Dataset extract:
Content starts
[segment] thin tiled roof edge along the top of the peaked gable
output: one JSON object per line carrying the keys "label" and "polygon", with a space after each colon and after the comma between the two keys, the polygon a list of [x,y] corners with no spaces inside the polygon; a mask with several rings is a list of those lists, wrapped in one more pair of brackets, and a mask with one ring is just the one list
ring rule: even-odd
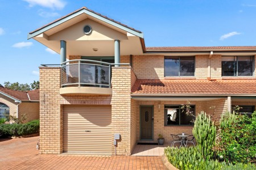
{"label": "thin tiled roof edge along the top of the peaked gable", "polygon": [[123,25],[123,27],[129,28],[129,29],[133,29],[133,31],[142,33],[141,31],[138,31],[137,29],[131,28],[131,27],[125,25],[125,24],[122,24],[122,23],[120,23],[120,22],[117,22],[117,21],[114,20],[114,19],[108,18],[107,16],[101,15],[100,13],[95,12],[95,11],[93,11],[93,10],[90,10],[90,9],[88,9],[88,8],[86,8],[86,7],[82,7],[82,8],[80,8],[79,10],[73,11],[73,12],[71,12],[71,13],[68,14],[68,15],[65,15],[65,16],[63,16],[63,17],[61,17],[61,18],[59,18],[59,19],[54,20],[54,21],[51,22],[51,23],[48,23],[48,24],[44,25],[43,27],[40,27],[40,28],[38,28],[38,29],[35,29],[34,31],[31,31],[30,33],[34,33],[34,32],[36,32],[36,31],[38,31],[38,30],[40,30],[40,29],[43,29],[44,27],[47,27],[48,25],[51,25],[51,24],[53,24],[53,23],[55,23],[55,22],[58,22],[59,20],[61,20],[61,19],[63,19],[63,18],[66,18],[66,17],[68,17],[68,16],[70,16],[70,15],[72,15],[72,14],[75,14],[76,12],[81,11],[81,10],[84,10],[84,9],[85,9],[85,10],[88,10],[88,11],[90,11],[90,12],[93,12],[94,14],[100,15],[100,16],[102,16],[103,18],[106,18],[106,19],[108,19],[108,20],[111,20],[111,21],[113,21],[113,22],[115,22],[115,23],[117,23],[117,24]]}

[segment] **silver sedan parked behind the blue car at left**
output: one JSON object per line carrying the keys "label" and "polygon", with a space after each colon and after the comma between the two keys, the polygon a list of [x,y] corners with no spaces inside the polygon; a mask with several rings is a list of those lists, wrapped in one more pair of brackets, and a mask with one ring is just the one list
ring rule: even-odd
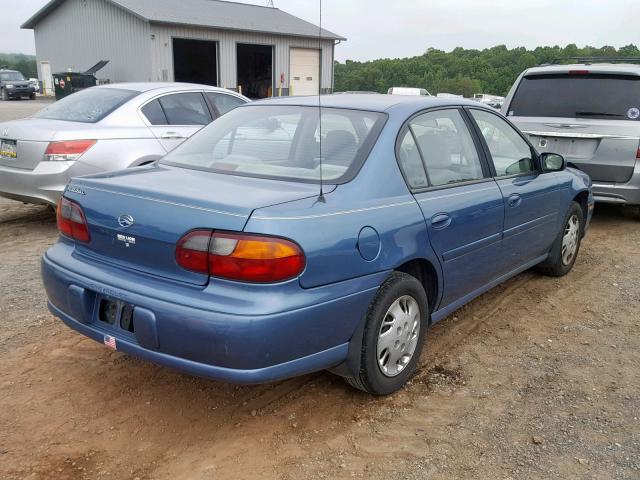
{"label": "silver sedan parked behind the blue car at left", "polygon": [[206,85],[118,83],[74,93],[0,123],[0,196],[55,205],[72,177],[166,155],[249,99]]}

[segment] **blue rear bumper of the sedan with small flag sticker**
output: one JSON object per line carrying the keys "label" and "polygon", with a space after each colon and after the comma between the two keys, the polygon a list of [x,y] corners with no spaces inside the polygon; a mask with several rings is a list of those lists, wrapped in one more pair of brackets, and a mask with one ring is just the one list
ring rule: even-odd
{"label": "blue rear bumper of the sedan with small flag sticker", "polygon": [[[49,308],[69,327],[101,343],[114,338],[117,350],[161,365],[248,384],[342,363],[387,275],[309,290],[297,281],[215,282],[203,289],[152,277],[144,282],[142,274],[75,257],[73,246],[58,243],[42,259]],[[135,305],[135,334],[98,319],[104,298]]]}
Content ends
Description of the task:
When the word "segment" shows up in a line of the entries, report that line.

Written reply:
[segment] thin tiled roof edge along the top of the peaked gable
[segment] **silver sedan parked behind the blue car at left**
[segment] **blue rear bumper of the sedan with small flag sticker**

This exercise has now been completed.